> CONSIGNE ÉCRITE 1
Recopiez intégralement l'extrait choisi, sans y changer un seul mot.

======== EXTRAIT CHOISI

Cette monarchie est divisée en quinze provinces ; chacune desquelles peut passer pour un grand royaume, comme elles étaient anciennement sous des rois particuliers. Des neuf qu'ils appellent les méridionales, la plus grande partie est entrecoupée de rivières si grosses & si larges, qu'en des endroits il est impossible de porter la vue d'un bord à l'autre, & qu'ailleurs on a bien de la peine à discerner ce qui paraît sur les rivages. Toutes sont navigables, & le nombre des vaisseaux qui les couvrent est si prodigieux, qu'on ne saurait croire ce qu'on en pourrait dire avec vérité. Je dis seulement qu'elles surpassent en cela toutes les autres rivières du monde. Je me souviens d'avoir demeuré huit jours entiers sur un des plus petits bras du fleuve de Nanquim, avant que de pouvoir passer à Hancheu, tant la foule était grande, & d'avoir compté en moins d'une heure d'horloge trois cents bateaux, de ceux-là seulement qui venaient à l'encontre de nous. Ce que j'admire le plus c'est qu'en étant un si grand nombre, ils sont si propres & si bien ajustés, si magnifiquement couverts & si agréables pour la diversité des peintures, qu'on dirait qu'ils sont plutôt faits pour le divertissement, que pour l'usage du commerce.

La façon qu'on y garde, est remarquable, d'autant que les bateliers sont séparés de l'appartement des passagers, qui peuvent se promener par le dehors tout autour du vaisseau sur des galeries sans être aucunement incommodés de ceux du dedans. En quoi les habitants de la province d'Hanceo ont un avantage particulier, que les autres n'ont point.

Les six provinces plus septentrionales, comme elles sont dans une même élévation de Pôle que nous, elles ont aussi plus de rapport avec notre climat, & comme elles sont moins humides que les autres, elles sont aussi plus saines ; quoique généralement on jouisse partout d'une heureuse & longue vie, & qu'on trouve plusieurs vieillards vigoureux & robustes.

================
======== LES DONNÉES

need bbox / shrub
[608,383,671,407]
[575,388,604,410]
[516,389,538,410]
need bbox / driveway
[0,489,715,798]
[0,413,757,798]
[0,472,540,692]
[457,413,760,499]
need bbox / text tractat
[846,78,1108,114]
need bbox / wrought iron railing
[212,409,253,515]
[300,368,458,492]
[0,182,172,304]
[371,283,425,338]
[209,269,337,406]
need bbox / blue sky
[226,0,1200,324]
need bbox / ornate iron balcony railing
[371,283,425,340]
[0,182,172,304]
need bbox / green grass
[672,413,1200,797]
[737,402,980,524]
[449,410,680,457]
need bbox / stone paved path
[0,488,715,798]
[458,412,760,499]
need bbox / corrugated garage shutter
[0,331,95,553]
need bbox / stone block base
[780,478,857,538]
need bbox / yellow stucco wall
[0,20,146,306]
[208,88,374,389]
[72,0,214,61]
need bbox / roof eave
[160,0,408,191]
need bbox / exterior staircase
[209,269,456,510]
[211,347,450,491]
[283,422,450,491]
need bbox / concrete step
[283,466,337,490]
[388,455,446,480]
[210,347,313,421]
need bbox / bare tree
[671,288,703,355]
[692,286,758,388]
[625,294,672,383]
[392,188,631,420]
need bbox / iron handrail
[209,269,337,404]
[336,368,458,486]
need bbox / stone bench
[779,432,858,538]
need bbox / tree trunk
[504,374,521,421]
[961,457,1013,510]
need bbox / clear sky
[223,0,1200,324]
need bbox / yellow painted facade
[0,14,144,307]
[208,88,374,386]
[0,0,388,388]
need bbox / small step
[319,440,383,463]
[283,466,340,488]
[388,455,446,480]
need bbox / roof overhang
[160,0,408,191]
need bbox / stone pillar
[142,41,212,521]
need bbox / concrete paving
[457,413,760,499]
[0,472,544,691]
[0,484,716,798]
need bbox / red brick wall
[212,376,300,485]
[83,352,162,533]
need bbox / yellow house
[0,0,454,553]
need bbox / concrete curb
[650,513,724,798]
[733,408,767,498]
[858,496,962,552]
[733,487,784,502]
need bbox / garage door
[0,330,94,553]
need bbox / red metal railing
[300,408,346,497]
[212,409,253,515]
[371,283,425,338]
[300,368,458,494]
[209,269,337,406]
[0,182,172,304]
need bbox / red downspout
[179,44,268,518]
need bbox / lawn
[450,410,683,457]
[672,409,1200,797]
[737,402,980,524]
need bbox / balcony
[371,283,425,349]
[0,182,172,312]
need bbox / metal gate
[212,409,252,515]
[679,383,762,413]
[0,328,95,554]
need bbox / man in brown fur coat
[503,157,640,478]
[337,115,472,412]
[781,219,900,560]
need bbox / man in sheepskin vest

================

> CONSIGNE ÉCRITE 2
Reproduisez mot pour mot le passage des enregistrements qui va de la ligne contenant « need bbox / concrete paving » jusqu'à la fin des enregistrements, ces deux bornes comprises, et rien d'autre.

> CORRIGÉ 1
Cette monarchie est divisée en quinze provinces ; chacune desquelles peut passer pour un grand royaume, comme elles étaient anciennement sous des rois particuliers. Des neuf qu'ils appellent les méridionales, la plus grande partie est entrecoupée de rivières si grosses & si larges, qu'en des endroits il est impossible de porter la vue d'un bord à l'autre, & qu'ailleurs on a bien de la peine à discerner ce qui paraît sur les rivages. Toutes sont navigables, & le nombre des vaisseaux qui les couvrent est si prodigieux, qu'on ne saurait croire ce qu'on en pourrait dire avec vérité. Je dis seulement qu'elles surpassent en cela toutes les autres rivières du monde. Je me souviens d'avoir demeuré huit jours entiers sur un des plus petits bras du fleuve de Nanquim, avant que de pouvoir passer à Hancheu, tant la foule était grande, & d'avoir compté en moins d'une heure d'horloge trois cents bateaux, de ceux-là seulement qui venaient à l'encontre de nous. Ce que j'admire le plus c'est qu'en étant un si grand nombre, ils sont si propres & si bien ajustés, si magnifiquement couverts & si agréables pour la diversité des peintures, qu'on dirait qu'ils sont plutôt faits pour le divertissement, que pour l'usage du commerce.

La façon qu'on y garde, est remarquable, d'autant que les bateliers sont séparés de l'appartement des passagers, qui peuvent se promener par le dehors tout autour du vaisseau sur des galeries sans être aucunement incommodés de ceux du dedans. En quoi les habitants de la province d'Hanceo ont un avantage particulier, que les autres n'ont point.

Les six provinces plus septentrionales, comme elles sont dans une même élévation de Pôle que nous, elles ont aussi plus de rapport avec notre climat, & comme elles sont moins humides que les autres, elles sont aussi plus saines ; quoique généralement on jouisse partout d'une heureuse & longue vie, & qu'on trouve plusieurs vieillards vigoureux & robustes.

> CORRIGÉ 2
need bbox / concrete paving
[457,413,760,499]
[0,472,544,691]
[0,484,716,798]
need bbox / red brick wall
[212,376,300,485]
[83,352,162,533]
need bbox / yellow house
[0,0,454,553]
need bbox / concrete curb
[650,513,724,798]
[733,408,767,498]
[858,496,962,552]
[733,487,784,502]
need bbox / garage door
[0,330,94,553]
need bbox / red metal railing
[300,408,346,497]
[212,409,253,515]
[371,283,425,338]
[300,368,458,494]
[209,269,337,406]
[0,182,172,304]
need bbox / red downspout
[179,44,268,518]
need bbox / lawn
[450,410,683,457]
[672,409,1200,797]
[737,402,980,524]
need bbox / balcony
[371,283,425,349]
[0,182,172,312]
need bbox / metal gate
[212,409,252,515]
[679,383,762,413]
[0,328,95,554]
need bbox / man in brown fur coat
[503,157,640,478]
[337,115,472,412]
[781,219,900,560]
need bbox / man in sheepskin vest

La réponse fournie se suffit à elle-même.